▶ **Exercise objective**
Give every entry again, unchanged, and leave its images out.

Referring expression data
+++

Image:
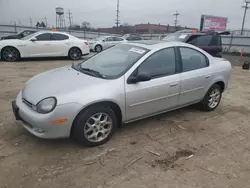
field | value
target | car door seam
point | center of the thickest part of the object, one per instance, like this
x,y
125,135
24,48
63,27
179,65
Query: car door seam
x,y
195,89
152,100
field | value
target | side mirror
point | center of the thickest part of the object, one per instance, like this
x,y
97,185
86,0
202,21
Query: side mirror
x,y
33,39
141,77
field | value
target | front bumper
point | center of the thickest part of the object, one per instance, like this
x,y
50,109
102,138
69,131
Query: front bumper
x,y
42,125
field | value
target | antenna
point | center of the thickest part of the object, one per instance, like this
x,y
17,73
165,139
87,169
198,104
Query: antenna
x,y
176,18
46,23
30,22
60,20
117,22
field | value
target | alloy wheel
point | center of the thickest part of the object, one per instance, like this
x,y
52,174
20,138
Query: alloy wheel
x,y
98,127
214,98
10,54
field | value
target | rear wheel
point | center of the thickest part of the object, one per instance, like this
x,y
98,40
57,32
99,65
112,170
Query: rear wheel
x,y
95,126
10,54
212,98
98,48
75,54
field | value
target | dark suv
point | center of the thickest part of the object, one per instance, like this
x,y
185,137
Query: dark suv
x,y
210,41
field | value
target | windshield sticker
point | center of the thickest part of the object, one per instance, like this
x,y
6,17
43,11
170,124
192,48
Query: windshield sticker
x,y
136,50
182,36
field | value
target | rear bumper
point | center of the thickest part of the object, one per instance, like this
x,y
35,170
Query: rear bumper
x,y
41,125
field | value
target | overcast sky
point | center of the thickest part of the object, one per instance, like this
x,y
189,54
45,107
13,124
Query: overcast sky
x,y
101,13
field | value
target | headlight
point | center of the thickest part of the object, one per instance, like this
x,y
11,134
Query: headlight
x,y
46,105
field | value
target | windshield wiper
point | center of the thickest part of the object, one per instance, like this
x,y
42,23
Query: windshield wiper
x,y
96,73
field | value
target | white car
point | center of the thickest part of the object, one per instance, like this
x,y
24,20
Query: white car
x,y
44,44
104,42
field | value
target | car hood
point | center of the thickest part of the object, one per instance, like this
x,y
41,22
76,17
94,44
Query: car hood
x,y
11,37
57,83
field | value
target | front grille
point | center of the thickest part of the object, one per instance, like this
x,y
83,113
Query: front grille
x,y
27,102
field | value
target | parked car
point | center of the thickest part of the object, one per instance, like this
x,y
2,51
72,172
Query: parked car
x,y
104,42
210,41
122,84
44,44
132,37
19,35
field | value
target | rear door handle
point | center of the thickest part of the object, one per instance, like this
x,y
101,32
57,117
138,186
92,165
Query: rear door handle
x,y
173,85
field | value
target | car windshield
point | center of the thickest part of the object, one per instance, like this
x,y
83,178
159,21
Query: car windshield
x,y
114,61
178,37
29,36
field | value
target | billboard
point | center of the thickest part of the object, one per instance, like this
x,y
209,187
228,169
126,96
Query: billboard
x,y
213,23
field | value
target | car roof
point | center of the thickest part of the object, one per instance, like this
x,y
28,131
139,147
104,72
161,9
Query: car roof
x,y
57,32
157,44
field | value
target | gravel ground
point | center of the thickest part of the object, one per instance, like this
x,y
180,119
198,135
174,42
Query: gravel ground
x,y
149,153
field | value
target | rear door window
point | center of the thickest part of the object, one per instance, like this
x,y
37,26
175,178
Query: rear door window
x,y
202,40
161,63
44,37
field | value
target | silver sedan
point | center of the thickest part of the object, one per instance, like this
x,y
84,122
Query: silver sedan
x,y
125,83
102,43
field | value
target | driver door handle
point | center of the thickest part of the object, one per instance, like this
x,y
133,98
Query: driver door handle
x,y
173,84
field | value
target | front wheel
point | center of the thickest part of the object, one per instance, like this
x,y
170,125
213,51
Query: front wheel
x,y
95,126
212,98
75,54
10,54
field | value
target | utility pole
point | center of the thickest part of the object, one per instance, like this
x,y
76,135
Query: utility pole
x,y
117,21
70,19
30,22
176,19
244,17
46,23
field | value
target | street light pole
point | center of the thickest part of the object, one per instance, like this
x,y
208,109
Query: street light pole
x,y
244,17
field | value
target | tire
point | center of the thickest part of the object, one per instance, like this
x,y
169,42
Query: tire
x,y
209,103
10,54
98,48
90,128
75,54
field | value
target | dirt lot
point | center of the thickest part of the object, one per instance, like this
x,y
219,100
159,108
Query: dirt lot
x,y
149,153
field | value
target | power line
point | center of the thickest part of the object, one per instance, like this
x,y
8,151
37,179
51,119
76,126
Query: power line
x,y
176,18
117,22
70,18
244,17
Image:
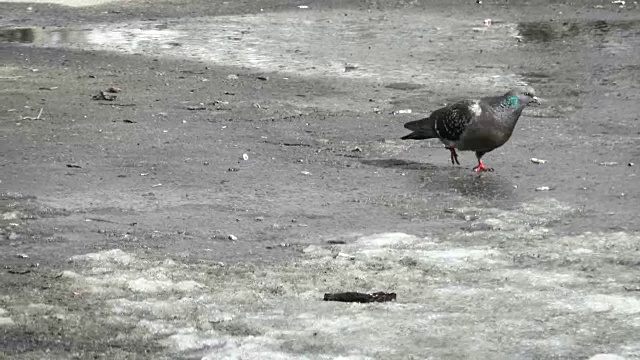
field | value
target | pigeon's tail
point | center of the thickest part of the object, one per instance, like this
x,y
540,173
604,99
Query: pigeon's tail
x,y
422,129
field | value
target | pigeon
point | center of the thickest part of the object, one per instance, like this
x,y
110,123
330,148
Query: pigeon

+++

▶ **Solution for this exercise**
Image:
field | value
target | car door seam
point | center of the thickest part of the object, one per instance, like this
x,y
125,135
24,48
63,27
179,65
Query: car door seam
x,y
195,89
152,100
field | value
target | side mirror
point | center of the thickest part of the object, one per instance, like this
x,y
97,185
86,0
202,21
Query: side mirror
x,y
33,39
141,77
field | value
target | front bumper
point | center of the thickest part of the object, one per instance, like this
x,y
50,109
102,138
69,131
Query: front bumper
x,y
42,125
field | value
target | antenna
point | center of the thickest part of the object, one per instance, like this
x,y
17,73
165,139
87,169
198,104
Query: antenna
x,y
176,18
46,23
30,22
60,20
117,22
field | value
target | alloy wheel
point | center of the thickest part of the object, one per instance, like this
x,y
52,174
20,138
Query: alloy wheel
x,y
98,127
214,98
10,54
field | value
target | rear wheel
point | center of the thickest part of the object, one per instance, like this
x,y
98,40
57,32
99,65
112,170
Query: rear wheel
x,y
95,126
10,54
212,98
98,48
75,54
field | value
target | dark suv
point | center of the thickest part of the object, one per instance, like this
x,y
185,137
Query: dark suv
x,y
210,41
field | value
target | windshield sticker
point | center of the thickest part of the object, one per instance, like this
x,y
6,17
43,11
170,124
192,48
Query: windshield sticker
x,y
136,50
182,36
field | value
target | rear bumper
point | center of the thickest part of the object, one per instance, like this
x,y
35,170
Query: rear bumper
x,y
41,125
field | value
target | overcast sky
point | center of the thickest part of the object, one per instance, like this
x,y
189,54
45,107
13,124
Query: overcast sky
x,y
101,13
field | value
target | headlight
point | center of the thickest part of the object, one per instance, like this
x,y
11,134
Query: headlight
x,y
46,105
field | value
target | windshield wiper
point | center of the thickest part of the object, one per instance, like this
x,y
42,23
Query: windshield wiper
x,y
96,73
field | value
target | white car
point | center of the thickest part of the object, one per instance, like this
x,y
24,20
Query: white car
x,y
44,44
104,42
field | value
target | car hood
point | center of the thickest part of the object, one per instance, like this
x,y
41,22
76,17
94,44
Query: car hood
x,y
11,37
57,83
field | value
target | front grille
point | center of the thickest part of the object, one per instance, like this
x,y
83,113
Query: front grille
x,y
27,102
field | value
target | parked car
point | center of the thickest part of the object, one per instance, like this
x,y
2,51
72,172
Query: parked car
x,y
104,42
210,41
122,84
44,44
132,37
19,35
field | value
target | rear door handle
point | center of the thickest part of the object, one per instance, like this
x,y
101,32
57,117
138,186
92,165
Query: rear door handle
x,y
173,85
field | value
target | car windshield
point | center of the thickest part of the object, one per instance, like this
x,y
83,178
159,21
Query: car windshield
x,y
114,61
178,37
29,36
field | value
target | billboard
point | center of the thickest part of the object, one per instance, like this
x,y
209,187
228,169
126,96
Query: billboard
x,y
213,23
field | value
target | car roof
point | center of the thickest part of the object, one per instance, like this
x,y
28,131
139,147
104,72
161,9
Query: car roof
x,y
57,32
157,44
field | value
target | gravel ground
point | center of the thickest part of the object, one per instance, like this
x,y
180,119
198,135
174,42
Query: gravel ground
x,y
149,153
field | value
target | rear door window
point | center of the thickest part of the object, one per instance, like this
x,y
37,26
175,178
Query: rear door window
x,y
202,40
161,63
44,37
field | value
target | silver sedan
point | center of the thickest part of the object, one per instance, like this
x,y
84,122
Query: silver sedan
x,y
125,83
102,43
field | value
target | driver door handle
point | center of the thickest part of the object, one per instance, like this
x,y
133,98
Query: driver door handle
x,y
173,84
field | value
target | front wheel
point | center of the thickest part of the object, one per instance, like this
x,y
170,125
213,51
Query: front wheel
x,y
95,126
212,98
75,54
10,54
field | value
target | utility pole
point | center of the thickest part of the object, one per instance, like this
x,y
76,135
Query: utility pole
x,y
117,21
70,19
30,22
176,19
244,17
46,23
field | value
target | street light pole
point | center of the thickest part of the object, one per instance, like this
x,y
208,109
Query: street light pole
x,y
244,17
field | value
target | tire
point | center of the thickest part of the object, one per instance, like this
x,y
169,42
Query: tire
x,y
209,103
10,54
98,48
90,128
75,54
field | value
target | dirt lot
point | center of the thickest part of the object, one per instance, like this
x,y
219,100
159,108
Query: dirt lot
x,y
149,153
field | value
target | power line
point | center of the thickest part of the object, one per instance, like this
x,y
8,151
37,179
51,119
76,126
Query: power line
x,y
176,18
117,22
70,18
244,17
Image:
field | value
target | pigeon's tail
point | center of the thickest part of the object, one per instance, like this
x,y
540,173
604,99
Query: pigeon's tail
x,y
422,129
field | value
target | pigeon
point | center of the thickest part of the object, one per instance, like this
x,y
110,123
330,148
Query: pigeon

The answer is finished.